WORK INSTRUCTIONS: Leave no line out. Transcribe the whole listing exactly.

GIVEN RECORDS:
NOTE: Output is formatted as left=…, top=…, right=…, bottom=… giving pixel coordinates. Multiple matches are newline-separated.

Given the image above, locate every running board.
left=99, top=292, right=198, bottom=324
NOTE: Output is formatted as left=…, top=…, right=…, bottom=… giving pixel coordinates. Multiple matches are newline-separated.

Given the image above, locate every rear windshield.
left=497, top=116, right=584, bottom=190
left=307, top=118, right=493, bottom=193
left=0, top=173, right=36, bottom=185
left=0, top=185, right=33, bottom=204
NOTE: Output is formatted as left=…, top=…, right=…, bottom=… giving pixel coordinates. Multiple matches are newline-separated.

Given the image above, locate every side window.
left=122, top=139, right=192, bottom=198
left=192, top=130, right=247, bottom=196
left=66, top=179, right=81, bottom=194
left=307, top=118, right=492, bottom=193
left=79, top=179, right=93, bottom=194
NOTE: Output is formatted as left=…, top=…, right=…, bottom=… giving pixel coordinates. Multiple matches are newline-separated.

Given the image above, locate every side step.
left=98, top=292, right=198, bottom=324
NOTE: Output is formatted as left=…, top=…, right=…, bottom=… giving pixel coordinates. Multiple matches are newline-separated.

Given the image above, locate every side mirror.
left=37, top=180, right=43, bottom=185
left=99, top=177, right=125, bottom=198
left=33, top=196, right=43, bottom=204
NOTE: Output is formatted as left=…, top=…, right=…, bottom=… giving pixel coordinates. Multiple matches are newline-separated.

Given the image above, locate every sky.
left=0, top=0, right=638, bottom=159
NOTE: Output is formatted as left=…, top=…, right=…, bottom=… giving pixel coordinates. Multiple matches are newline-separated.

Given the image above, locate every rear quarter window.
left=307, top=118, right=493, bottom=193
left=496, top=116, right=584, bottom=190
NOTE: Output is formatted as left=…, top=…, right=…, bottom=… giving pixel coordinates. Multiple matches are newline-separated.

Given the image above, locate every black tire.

YOUR SOLUTION:
NOTE: Output is formatted as left=…, top=…, right=…, bottom=… giving pixel coordinates. Multiple matches are newline-separated.

Given the image above, locate every running board.
left=99, top=292, right=198, bottom=324
NOTE: Output is formatted as left=…, top=…, right=…, bottom=… giving pixel coordinates. Multiple matches are newline-separated.

Given the image above, locate every rear windshield.
left=497, top=116, right=584, bottom=190
left=307, top=118, right=493, bottom=193
left=0, top=173, right=36, bottom=185
left=0, top=185, right=33, bottom=204
NOTE: Output is formatted as left=…, top=…, right=…, bottom=… giving pixel coordinates. Multiple matches are newline-separated.

Given the image above, locate every side window.
left=122, top=139, right=192, bottom=198
left=192, top=130, right=247, bottom=196
left=66, top=179, right=81, bottom=194
left=307, top=118, right=492, bottom=193
left=79, top=179, right=93, bottom=194
NOTE: Output is formatted as left=…, top=…, right=…, bottom=… giving pixel coordinates. Multiple matches are newline-separated.

Given the image above, locate every side step.
left=98, top=292, right=198, bottom=324
NOTE: Output is formatted as left=…, top=…, right=…, bottom=… giving pixel coordinates. Multiple matches are newline-separated.

Given the image above, locate every side mirror.
left=37, top=180, right=43, bottom=185
left=99, top=177, right=125, bottom=198
left=33, top=196, right=43, bottom=204
NOTE: Output is formatted as left=…, top=…, right=…, bottom=… giving pixel coordinates. Multiple matches are newline-separated.

Given the image above, locate every sky.
left=0, top=0, right=638, bottom=159
NOTE: Output is formatted as left=…, top=…, right=…, bottom=… giving pixel coordinates. Multiple matches are newline-separated.

Given the image above, locate every rear quarter window.
left=307, top=118, right=493, bottom=193
left=496, top=116, right=584, bottom=190
NOTE: Output is formatted as left=…, top=…, right=…, bottom=… giving pixel coordinates. Multiple matches are newline-separated.

Given the image above, locate every black tire.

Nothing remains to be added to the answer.